◆ 本文:

►

逆風吹きまくりのカジノ法案はどうなるの?
日本にカジノを作るためのカジノ法案ことIR法案。賛成派の当初目標では2020年の東京オリンピックまでに、日本国内のどこかにカジノを建設する予定でした。
しかし、現在は2025年に開業するのではないかと、予想が後退しています。
○カジノ法案に吹いている逆風
元々、日本国民には賛成派の方が少なかったことに加えて、元・副大臣がカジノ業者から金銭をもらっていたという疑惑が出てしまい、イメージが極端に悪化しています。
共同通信の調査ではカジノ法案ことIR法案への見直し意見が7割という状態であり、カジノに吹く逆風はかなり強まっているのが現状です。
○カジノが出来るとメリットがある?
カジノ推進派の意見としては、主に三つのメリットがあると主張されています。
1.観光収入が得られる。
2.雇用が確保できる。
3.インフラ整備による地域の活性化。
日本経済の起爆剤の一つとして期待されていますが、観光収入はともかく各業界が慢性的な人手不足であるため雇用はとっくの昔に確保されている状態です。

◄

◆ 設問:
[1] カジノ法案に関する本文で、カジノ推進派が主張するメリットをすべて挙げよ。
[2] 次の(a)〜(c)がカジノ法案に関する本文の内容と合うかどうか答え、判断の根拠となる本文の語句をそのまま引用せよ。
(a) 賛成派は当初、2020年の東京オリンピックまでにカジノを建設する予定だった。
(b) 共同通信の調査では、IR法案の見直しを求める意見は半数程度だった。
(c) 元・副大臣がカジノ業者から金銭を受け取っていたという疑惑が出た。
[3] カジノ法案に関する本文によると、カジノの開業は現在何年と予想されているか。

◆ 提供情報:
►

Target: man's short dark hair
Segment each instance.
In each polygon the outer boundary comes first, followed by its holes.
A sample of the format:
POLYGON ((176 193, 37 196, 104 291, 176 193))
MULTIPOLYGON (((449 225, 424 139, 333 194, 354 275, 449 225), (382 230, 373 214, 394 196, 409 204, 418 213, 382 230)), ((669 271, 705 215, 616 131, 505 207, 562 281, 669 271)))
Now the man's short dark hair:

◄
►

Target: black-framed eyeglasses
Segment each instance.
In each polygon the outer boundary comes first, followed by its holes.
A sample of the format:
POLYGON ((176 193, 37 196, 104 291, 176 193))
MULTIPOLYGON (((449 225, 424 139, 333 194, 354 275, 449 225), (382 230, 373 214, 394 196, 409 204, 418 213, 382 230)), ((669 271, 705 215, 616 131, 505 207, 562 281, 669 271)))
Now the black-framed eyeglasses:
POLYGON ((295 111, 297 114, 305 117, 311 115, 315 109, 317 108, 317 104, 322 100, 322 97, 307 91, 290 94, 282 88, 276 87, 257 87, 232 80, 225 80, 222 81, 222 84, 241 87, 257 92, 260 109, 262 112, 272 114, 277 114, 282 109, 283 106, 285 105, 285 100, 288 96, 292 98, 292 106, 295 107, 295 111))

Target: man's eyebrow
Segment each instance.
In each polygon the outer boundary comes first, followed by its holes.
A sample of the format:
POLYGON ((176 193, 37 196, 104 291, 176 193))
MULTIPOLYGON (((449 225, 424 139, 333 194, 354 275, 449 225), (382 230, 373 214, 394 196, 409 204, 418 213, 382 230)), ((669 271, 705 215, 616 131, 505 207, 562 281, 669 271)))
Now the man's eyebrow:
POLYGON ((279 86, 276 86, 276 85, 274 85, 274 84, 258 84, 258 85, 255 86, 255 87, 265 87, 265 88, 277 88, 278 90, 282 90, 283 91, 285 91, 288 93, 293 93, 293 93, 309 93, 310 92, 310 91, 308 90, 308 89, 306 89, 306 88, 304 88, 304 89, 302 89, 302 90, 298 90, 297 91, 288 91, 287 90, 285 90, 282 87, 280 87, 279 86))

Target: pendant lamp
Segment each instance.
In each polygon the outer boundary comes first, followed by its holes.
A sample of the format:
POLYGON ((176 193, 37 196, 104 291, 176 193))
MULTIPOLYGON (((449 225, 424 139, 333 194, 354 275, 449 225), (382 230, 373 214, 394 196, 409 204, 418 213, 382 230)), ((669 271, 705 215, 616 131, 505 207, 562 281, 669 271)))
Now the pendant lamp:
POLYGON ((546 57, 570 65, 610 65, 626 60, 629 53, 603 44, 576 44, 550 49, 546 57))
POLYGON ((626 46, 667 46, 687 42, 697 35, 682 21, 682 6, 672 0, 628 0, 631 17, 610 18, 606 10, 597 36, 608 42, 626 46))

◄

◆ 解答:
[1] 観光収入が得られる、雇用が確保できる、インフラ整備による地域の活性化

[2]
(a) 合う。「賛成派の当初目標では2020年の東京オリンピックまでに、日本国内のどこかにカジノを建設する予定でした」
(b) 合わない。「IR法案への見直し意見が7割という状態であり」
(c) 合う。「元・副大臣がカジノ業者から金銭をもらっていたという疑惑が出てしまい」

[3] 2025年